:: Document text ::

Reputation: 497
Trying to convert output into Json format but getting the error. After removing the json.dump getting the data into base64 format. But when using json.dump it shows error.
Code:
import json
import base64
with open(r"C:/Users/Documents/pdf2txt/outputImage.jpg","rb") as img:
image = base64.b64encode(img.read())
data['ProcessedImage'] = image
print(json.dump(data)
Output:
TypeError: Object of type 'bytes' is not JSON serializable
When using:
print(json.dumps(dict(data)))
It's also showing the same error
Upvotes: 8
Views: 35991
Reputation: 123423
First of all, I think you should use json.dumps()
because you're calling json.dump()
with the incorrect arguments and it doesn't return anything to print.
Secondly, as the error message indicates, you can't serializable objects of type bytes
which is what json.dumps()
expects. To do this properly you need to decode the binary data into a Python string with some encoding. To preserve the data properly, you should use latin1
encoding because arbitrary binary strings are valid latin1
which can always be decoded to Unicode and then encoded back to the original string again (as pointed out in this answer by Sven Marnach).
Here's your code showing how to do that (plus corrections for the other not-directly-related problems it had):
import json
import base64
image_path = "C:/Users/Documents/pdf2txt/outputImage.jpg"
data = {}
with open(image_path, "rb") as img:
image = base64.b64encode(img.read()).decode('latin1')
data['ProcessedImage'] = image
print(json.dumps(data))
Upvotes: 5
Reputation: 660
You have to use the str.decode() method.
You are trying to serialize a object of type bytes to a JSON object. There is no such thing in the JSON schema. So you have to convert the bytes to a String first.
Also you should use json.dumps() instead of json.dump() because you dont want to write to a File.
In your example:
import json
import base64
with open(r"C:/Users/Documents/pdf2txt/outputImage.jpg", "rb") as img:
image = base64.b64encode(img.read())
data['ProcessedImage'] = image.decode() # not just image
print(json.dumps(data))
Upvotes: 7
Reputation: 57033
image
(or anythong returned by base64.b64encode
) is a binary bytes
object, not a string. JSON cannot deal with binary data. You must decode the image data if you want to serialize it:
data['ProcessedImage'] = image.decode()
Upvotes: 3

:::
:: Material shown ::

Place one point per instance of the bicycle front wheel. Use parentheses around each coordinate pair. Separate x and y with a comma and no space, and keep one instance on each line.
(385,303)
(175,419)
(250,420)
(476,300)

:::

## Tasks and exercises
**1.** According to the forum thread, what error message does the original code produce?
**2.** Scale the listing by rewriting all of its lines, the request included, with every coordinate in the answers multiplied by 0.6 and rounded to the nearest whole number, halves rounding up.
The forum thread and the listing have no connection to each other.

## Replies
**1.** TypeError: Object of type 'bytes' is not JSON serializable

**2.**
Place one point per instance of the bicycle front wheel. Use parentheses around each coordinate pair. Separate x and y with a comma and no space, and keep one instance on each line.
(231,182)
(105,251)
(150,252)
(286,180)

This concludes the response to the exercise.